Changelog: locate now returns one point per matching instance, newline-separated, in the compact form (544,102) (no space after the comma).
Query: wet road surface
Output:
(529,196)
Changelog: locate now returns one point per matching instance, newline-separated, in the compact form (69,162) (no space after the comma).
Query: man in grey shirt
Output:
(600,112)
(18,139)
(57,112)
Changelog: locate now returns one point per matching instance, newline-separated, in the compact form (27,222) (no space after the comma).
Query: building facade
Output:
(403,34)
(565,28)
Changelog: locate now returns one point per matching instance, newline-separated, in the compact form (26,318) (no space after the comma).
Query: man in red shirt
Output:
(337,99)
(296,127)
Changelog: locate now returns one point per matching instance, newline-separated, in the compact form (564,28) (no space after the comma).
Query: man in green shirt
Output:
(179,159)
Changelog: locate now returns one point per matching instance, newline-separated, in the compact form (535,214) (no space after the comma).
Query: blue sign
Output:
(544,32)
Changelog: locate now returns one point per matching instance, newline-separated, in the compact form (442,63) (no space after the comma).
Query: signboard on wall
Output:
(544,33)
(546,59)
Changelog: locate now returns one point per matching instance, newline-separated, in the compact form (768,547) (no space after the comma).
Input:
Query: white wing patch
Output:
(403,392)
# # # #
§ **Task to complete**: Copy out, without changes, the lines above from the one containing "(442,63) (no space after the comma)." through the final line of the entries, including both.

§ **Answer below**:
Changelog: locate now returns one point per matching instance, newline-separated, in the compact form (442,63) (no space after the comma).
Query: signboard on wall
Output:
(544,33)
(546,59)
Changelog: locate now returns one point per matching instance, newline-separated, in the compact form (768,547) (no space after the comma).
Input:
Query: white wing patch
Output:
(403,392)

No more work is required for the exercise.